[BEGIN]
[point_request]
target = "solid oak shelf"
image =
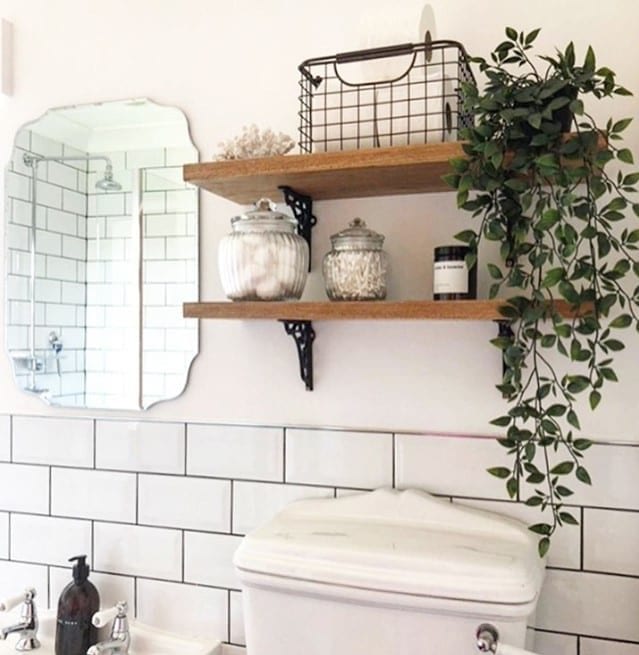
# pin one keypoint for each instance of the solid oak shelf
(457, 310)
(330, 175)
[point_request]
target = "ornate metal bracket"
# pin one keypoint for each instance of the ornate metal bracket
(504, 330)
(303, 334)
(302, 207)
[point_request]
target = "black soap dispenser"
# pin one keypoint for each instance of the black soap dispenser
(79, 601)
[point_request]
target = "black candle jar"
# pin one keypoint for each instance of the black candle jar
(451, 278)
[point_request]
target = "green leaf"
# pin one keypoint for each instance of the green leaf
(625, 155)
(495, 272)
(568, 518)
(622, 321)
(466, 236)
(543, 546)
(621, 125)
(540, 528)
(511, 33)
(552, 277)
(499, 472)
(562, 469)
(583, 475)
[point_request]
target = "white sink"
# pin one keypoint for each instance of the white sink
(145, 640)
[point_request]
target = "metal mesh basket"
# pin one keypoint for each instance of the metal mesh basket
(396, 95)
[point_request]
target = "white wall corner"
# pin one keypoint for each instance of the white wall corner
(6, 57)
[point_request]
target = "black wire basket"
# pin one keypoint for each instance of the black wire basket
(395, 95)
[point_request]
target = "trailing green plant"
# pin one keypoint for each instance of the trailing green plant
(568, 268)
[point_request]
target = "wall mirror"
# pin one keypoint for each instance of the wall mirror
(101, 247)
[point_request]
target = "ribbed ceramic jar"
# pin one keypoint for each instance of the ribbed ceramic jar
(263, 258)
(356, 267)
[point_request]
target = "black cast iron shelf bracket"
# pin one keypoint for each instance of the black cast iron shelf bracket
(303, 335)
(302, 208)
(504, 329)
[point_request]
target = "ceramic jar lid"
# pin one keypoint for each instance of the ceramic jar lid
(357, 237)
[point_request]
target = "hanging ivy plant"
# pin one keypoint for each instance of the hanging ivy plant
(568, 269)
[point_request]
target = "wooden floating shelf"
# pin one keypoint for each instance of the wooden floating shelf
(458, 310)
(329, 175)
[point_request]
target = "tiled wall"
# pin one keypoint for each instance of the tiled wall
(60, 264)
(160, 507)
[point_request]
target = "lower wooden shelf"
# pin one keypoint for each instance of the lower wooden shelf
(450, 310)
(298, 317)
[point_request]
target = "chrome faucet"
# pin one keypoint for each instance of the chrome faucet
(28, 626)
(120, 640)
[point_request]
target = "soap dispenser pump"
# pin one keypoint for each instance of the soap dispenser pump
(79, 601)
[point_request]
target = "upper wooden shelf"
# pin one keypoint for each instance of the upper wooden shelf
(469, 310)
(328, 175)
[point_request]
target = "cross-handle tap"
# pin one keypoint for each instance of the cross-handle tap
(120, 640)
(28, 626)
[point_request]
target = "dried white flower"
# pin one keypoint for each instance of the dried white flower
(255, 143)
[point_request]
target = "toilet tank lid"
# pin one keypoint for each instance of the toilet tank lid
(404, 542)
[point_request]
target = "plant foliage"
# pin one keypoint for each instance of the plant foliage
(562, 222)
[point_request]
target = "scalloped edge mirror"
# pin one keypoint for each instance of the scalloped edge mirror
(101, 250)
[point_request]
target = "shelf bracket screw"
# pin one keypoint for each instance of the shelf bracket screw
(302, 207)
(303, 334)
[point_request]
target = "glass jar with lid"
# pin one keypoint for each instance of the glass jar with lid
(263, 258)
(356, 268)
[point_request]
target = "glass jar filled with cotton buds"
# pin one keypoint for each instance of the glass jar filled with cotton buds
(263, 258)
(356, 268)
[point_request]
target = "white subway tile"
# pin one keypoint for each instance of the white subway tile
(48, 540)
(73, 293)
(613, 470)
(74, 202)
(151, 157)
(550, 643)
(4, 535)
(181, 201)
(16, 576)
(49, 195)
(589, 603)
(54, 441)
(63, 175)
(254, 503)
(607, 534)
(74, 247)
(201, 612)
(5, 438)
(181, 502)
(24, 488)
(208, 559)
(101, 495)
(235, 452)
(420, 459)
(565, 545)
(61, 269)
(236, 610)
(161, 225)
(140, 551)
(349, 459)
(601, 647)
(145, 446)
(64, 222)
(49, 290)
(112, 588)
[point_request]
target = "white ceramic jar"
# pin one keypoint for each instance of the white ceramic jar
(356, 267)
(263, 258)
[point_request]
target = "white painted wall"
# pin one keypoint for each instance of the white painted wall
(230, 64)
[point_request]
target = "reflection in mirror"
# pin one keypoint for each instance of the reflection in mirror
(101, 251)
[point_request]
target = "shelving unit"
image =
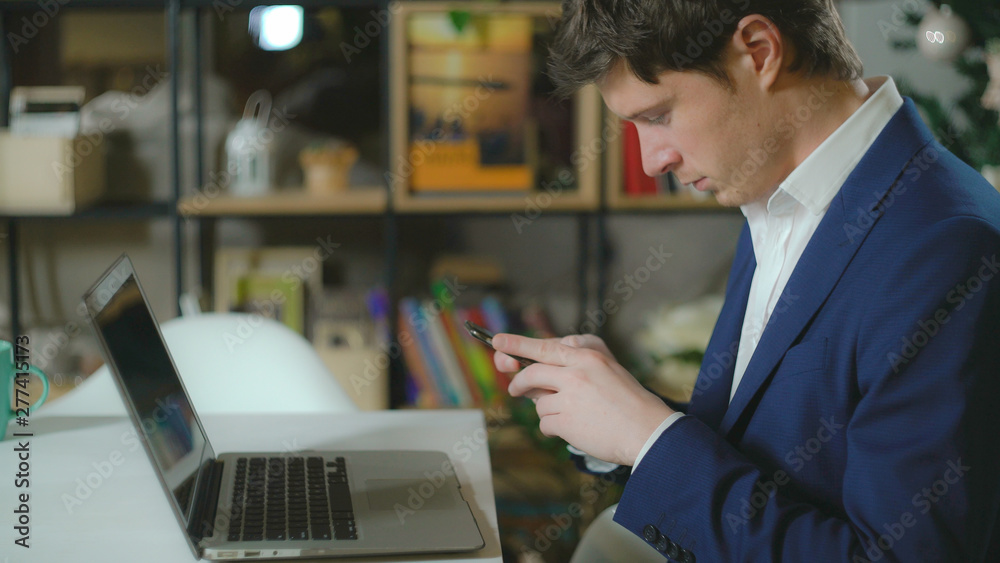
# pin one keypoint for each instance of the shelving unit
(597, 194)
(139, 211)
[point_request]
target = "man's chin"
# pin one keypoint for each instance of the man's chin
(727, 198)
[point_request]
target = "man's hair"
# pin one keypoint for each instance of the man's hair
(653, 36)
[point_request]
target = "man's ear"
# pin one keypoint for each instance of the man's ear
(760, 49)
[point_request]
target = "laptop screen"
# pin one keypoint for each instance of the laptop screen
(159, 405)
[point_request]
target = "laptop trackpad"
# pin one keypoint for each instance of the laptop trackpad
(413, 494)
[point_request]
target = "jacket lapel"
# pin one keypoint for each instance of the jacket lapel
(710, 397)
(849, 219)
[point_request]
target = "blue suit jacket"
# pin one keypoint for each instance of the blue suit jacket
(865, 427)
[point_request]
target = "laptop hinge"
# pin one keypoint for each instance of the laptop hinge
(202, 523)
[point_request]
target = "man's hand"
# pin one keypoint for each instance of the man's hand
(582, 394)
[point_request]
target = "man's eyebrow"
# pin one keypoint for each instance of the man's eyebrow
(662, 103)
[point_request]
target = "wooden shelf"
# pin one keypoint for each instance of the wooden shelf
(357, 201)
(586, 116)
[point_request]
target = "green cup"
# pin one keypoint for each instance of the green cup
(12, 402)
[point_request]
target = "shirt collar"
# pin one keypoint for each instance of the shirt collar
(819, 177)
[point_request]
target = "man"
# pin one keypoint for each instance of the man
(845, 410)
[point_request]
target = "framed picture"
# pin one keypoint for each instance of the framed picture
(473, 122)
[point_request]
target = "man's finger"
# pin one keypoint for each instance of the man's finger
(535, 381)
(546, 351)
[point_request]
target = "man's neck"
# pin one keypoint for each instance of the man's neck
(831, 103)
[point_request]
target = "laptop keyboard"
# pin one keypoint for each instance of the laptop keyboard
(291, 498)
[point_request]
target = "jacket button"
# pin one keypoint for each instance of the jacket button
(673, 551)
(650, 533)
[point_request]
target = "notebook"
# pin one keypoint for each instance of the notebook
(261, 505)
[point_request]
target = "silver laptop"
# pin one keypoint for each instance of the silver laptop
(267, 505)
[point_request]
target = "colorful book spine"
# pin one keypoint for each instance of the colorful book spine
(477, 316)
(423, 392)
(420, 331)
(480, 360)
(446, 355)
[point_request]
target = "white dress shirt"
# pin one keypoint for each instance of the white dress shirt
(780, 228)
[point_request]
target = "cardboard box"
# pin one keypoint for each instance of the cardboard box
(48, 175)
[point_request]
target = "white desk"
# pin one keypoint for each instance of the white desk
(126, 517)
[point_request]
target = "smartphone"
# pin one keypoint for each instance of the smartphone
(486, 337)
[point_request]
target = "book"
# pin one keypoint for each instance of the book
(418, 328)
(445, 353)
(424, 392)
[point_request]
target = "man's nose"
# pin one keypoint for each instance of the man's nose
(658, 157)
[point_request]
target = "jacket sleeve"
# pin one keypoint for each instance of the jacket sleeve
(922, 471)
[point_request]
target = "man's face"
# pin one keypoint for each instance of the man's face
(703, 132)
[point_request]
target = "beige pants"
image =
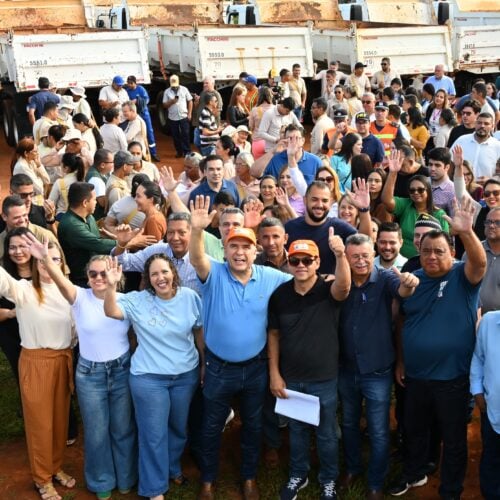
[END]
THE TASK:
Filter the data above to every line that contains the string "corner". Matching is case-sensitive.

OUTPUT BELOW:
target = "white wall corner"
# pin one keypoint for each instance of the white wall corner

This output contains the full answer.